Assignment → Please state how many lines in the records contain the string "helmet", with no words besides the number.
╭─ Information
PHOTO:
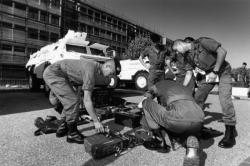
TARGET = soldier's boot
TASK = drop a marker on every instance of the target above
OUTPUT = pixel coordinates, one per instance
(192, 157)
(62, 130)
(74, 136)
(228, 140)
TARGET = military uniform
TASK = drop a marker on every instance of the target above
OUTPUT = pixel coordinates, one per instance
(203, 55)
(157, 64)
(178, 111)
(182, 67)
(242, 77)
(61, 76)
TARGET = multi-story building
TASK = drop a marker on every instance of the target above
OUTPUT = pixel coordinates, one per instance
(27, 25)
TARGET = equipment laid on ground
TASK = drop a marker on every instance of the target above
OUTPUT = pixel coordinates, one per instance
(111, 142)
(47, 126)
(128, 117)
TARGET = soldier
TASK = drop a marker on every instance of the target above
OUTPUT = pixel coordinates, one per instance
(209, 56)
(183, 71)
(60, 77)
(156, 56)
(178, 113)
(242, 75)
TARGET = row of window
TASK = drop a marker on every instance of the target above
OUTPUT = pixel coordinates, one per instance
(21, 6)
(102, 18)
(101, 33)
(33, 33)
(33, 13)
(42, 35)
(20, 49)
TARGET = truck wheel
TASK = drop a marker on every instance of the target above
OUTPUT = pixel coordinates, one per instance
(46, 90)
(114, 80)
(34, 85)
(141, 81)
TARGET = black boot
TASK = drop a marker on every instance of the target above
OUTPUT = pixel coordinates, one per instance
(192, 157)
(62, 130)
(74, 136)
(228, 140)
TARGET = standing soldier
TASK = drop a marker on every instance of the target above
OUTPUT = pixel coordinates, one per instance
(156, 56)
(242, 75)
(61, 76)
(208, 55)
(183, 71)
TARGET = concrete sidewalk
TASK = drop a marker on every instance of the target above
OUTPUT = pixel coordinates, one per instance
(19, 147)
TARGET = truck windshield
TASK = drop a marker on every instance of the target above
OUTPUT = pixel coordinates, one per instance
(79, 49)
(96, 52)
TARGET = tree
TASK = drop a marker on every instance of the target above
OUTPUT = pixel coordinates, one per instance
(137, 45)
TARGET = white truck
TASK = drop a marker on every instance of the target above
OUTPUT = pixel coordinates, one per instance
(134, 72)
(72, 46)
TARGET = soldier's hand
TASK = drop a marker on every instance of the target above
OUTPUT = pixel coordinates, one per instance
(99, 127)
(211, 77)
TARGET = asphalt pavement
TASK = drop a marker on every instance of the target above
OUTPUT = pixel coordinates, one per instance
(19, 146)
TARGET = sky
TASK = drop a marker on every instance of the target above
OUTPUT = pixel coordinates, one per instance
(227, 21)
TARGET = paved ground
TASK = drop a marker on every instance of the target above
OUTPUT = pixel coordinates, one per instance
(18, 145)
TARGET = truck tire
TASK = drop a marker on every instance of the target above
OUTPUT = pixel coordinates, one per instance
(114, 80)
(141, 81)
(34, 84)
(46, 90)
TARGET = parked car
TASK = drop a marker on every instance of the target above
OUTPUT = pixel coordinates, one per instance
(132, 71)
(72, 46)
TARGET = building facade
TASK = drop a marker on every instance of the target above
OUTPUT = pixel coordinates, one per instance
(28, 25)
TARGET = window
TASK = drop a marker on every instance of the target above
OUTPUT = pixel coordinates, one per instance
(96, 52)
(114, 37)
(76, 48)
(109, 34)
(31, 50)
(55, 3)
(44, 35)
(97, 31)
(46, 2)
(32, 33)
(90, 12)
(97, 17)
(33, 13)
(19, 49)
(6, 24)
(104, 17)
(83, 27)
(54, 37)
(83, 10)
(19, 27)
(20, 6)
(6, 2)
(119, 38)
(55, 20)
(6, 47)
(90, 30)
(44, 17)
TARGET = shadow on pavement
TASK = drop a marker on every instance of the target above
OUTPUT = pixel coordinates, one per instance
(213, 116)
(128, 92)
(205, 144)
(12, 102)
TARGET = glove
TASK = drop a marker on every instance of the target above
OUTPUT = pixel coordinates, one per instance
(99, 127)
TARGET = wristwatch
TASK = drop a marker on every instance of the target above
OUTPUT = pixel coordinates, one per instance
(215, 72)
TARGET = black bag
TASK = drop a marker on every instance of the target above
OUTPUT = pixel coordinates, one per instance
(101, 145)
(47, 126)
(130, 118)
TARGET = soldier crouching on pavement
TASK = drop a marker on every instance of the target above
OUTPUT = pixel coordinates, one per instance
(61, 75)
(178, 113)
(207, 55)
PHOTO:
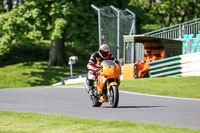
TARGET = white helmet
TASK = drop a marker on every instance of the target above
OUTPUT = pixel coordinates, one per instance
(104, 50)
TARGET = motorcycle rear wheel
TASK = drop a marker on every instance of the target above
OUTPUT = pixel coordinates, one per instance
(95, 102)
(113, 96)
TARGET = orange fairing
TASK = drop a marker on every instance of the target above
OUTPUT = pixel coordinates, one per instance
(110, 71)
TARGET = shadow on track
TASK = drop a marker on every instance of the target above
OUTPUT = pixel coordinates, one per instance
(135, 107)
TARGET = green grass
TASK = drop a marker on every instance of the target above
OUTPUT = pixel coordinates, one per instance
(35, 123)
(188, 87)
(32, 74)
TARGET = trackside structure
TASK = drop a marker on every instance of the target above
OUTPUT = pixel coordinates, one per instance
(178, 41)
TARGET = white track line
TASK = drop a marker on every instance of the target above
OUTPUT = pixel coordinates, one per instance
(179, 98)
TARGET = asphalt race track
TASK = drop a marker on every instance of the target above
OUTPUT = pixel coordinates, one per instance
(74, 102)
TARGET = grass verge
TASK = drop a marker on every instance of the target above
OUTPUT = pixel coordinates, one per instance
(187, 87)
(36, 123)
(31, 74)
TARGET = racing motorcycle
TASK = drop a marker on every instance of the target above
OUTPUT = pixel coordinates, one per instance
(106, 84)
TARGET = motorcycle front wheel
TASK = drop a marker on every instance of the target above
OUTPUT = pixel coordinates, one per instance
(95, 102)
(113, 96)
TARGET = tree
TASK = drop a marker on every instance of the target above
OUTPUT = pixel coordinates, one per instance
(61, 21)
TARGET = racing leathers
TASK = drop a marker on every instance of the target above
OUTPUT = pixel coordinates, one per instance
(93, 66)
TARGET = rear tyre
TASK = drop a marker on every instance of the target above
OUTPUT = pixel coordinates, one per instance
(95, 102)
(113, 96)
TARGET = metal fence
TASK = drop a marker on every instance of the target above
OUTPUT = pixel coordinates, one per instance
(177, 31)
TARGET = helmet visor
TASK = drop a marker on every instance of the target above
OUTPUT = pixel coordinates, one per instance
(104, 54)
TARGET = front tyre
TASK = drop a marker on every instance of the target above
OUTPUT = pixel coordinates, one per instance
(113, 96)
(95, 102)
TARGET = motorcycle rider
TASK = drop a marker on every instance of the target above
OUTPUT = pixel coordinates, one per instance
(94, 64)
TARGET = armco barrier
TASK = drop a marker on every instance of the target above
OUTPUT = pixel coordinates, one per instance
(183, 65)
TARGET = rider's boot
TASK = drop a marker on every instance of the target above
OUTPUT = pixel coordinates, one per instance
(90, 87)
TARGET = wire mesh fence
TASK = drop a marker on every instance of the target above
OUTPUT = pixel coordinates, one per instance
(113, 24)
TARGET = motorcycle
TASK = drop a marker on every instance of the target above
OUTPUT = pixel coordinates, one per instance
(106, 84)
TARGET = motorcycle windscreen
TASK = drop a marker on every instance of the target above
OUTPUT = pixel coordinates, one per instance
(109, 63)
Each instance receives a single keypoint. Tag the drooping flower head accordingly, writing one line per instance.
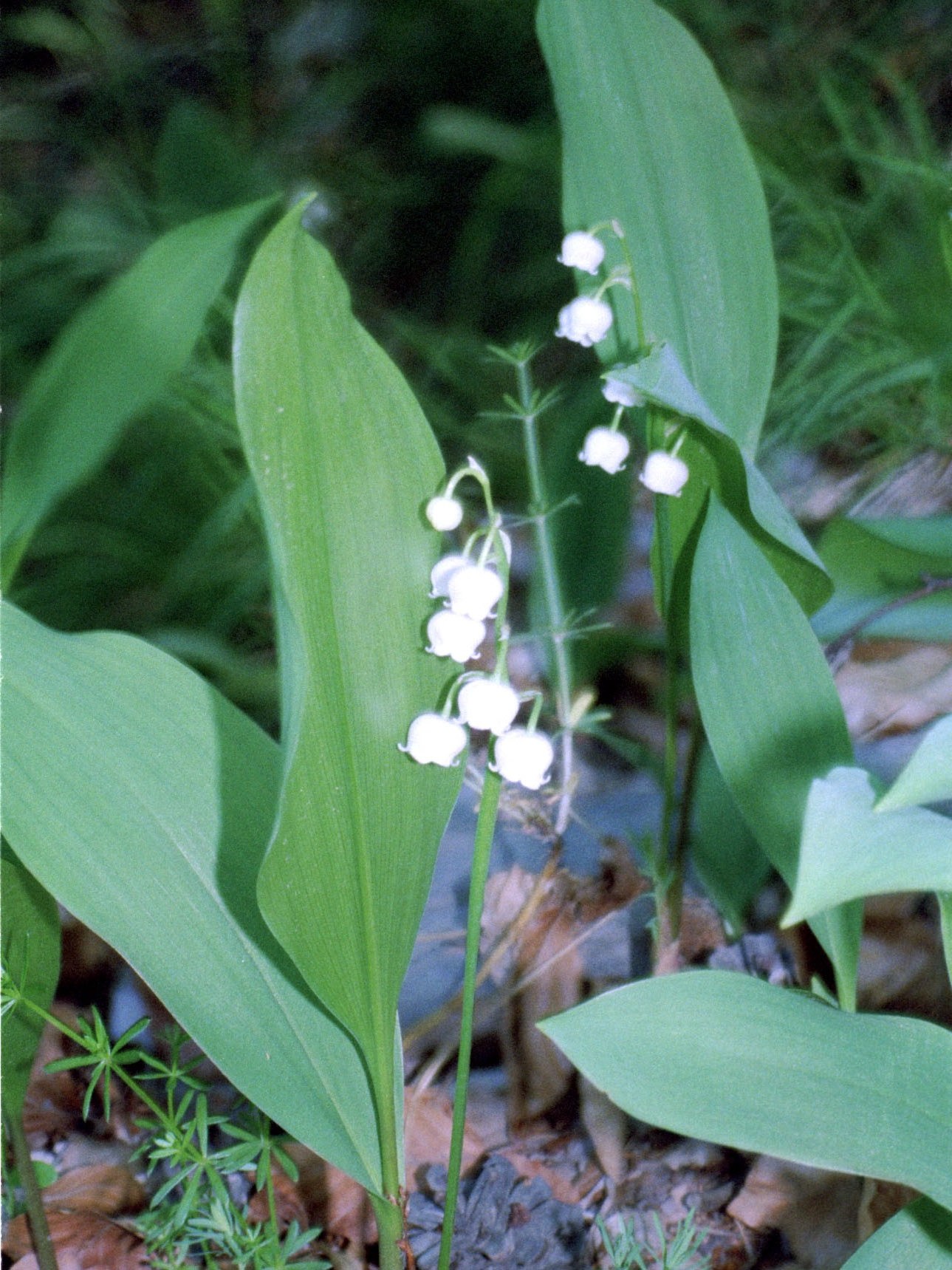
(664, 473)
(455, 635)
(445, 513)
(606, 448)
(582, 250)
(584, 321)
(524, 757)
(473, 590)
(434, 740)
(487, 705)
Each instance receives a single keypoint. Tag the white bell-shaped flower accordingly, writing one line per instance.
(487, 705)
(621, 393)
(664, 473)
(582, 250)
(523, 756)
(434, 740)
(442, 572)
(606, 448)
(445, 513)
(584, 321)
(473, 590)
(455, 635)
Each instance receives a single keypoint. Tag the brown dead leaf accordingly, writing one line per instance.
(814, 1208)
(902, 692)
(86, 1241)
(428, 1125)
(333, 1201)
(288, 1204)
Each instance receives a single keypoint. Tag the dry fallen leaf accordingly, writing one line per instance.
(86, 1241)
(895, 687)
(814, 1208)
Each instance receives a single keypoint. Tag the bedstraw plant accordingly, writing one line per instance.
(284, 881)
╰─
╭─ Information
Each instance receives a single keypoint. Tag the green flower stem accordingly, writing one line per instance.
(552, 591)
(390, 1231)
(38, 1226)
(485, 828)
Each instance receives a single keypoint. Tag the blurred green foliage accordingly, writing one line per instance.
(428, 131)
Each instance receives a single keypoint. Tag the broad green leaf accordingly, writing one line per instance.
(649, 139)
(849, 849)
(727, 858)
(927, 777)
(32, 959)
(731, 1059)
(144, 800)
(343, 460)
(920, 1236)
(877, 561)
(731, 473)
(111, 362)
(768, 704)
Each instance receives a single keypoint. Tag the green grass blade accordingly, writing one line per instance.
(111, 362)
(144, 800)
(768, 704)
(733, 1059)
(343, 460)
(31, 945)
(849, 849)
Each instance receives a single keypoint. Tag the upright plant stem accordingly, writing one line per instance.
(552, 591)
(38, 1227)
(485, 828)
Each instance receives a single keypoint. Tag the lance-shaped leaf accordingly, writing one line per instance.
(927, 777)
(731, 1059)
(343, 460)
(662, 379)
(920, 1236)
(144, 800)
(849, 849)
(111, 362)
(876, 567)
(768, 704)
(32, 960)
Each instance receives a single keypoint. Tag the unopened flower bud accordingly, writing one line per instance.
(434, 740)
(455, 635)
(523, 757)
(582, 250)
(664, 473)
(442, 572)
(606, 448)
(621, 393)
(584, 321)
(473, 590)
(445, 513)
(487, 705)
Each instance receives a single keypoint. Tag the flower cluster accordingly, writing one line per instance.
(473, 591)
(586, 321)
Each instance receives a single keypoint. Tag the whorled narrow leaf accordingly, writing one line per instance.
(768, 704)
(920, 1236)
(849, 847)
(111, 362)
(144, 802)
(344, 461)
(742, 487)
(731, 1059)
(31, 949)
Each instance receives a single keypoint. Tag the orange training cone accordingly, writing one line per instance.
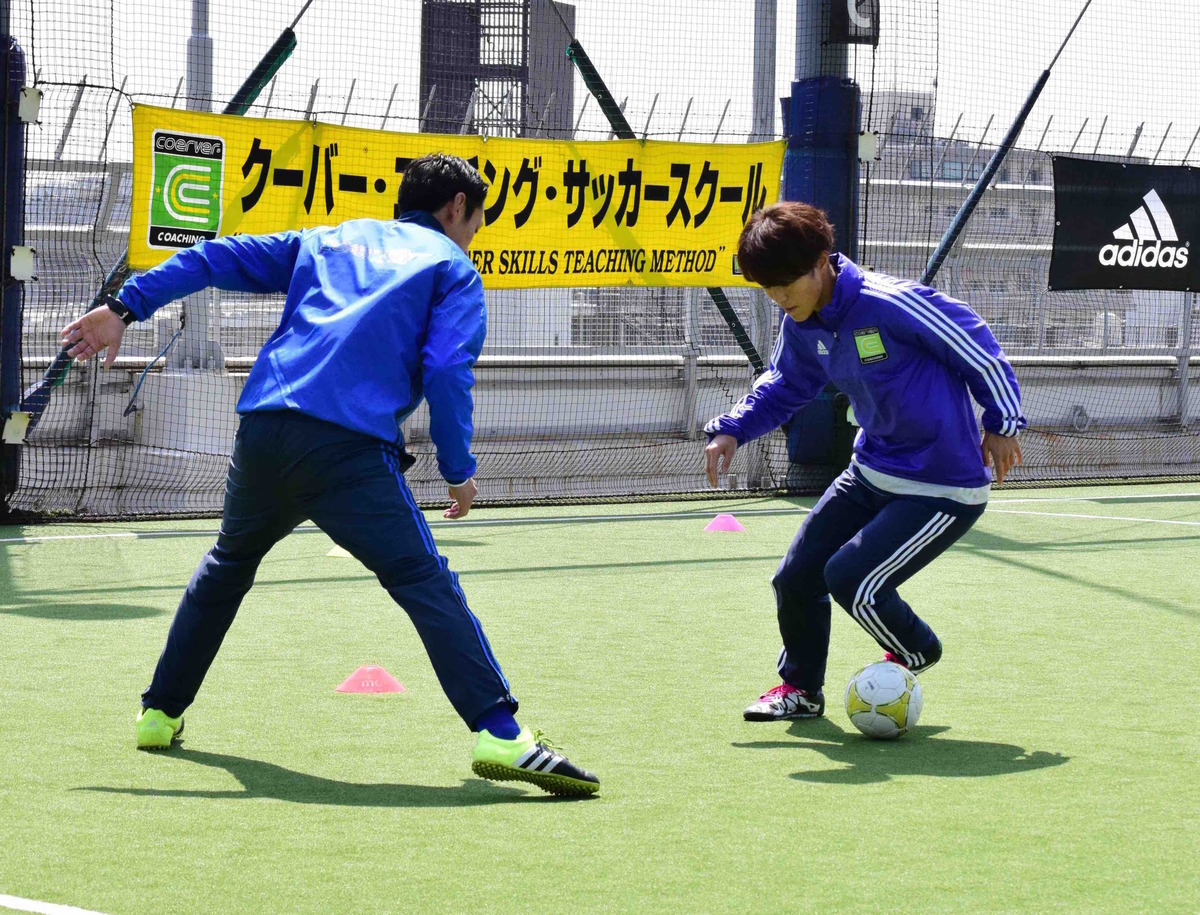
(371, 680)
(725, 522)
╰─
Response to the exercise → 2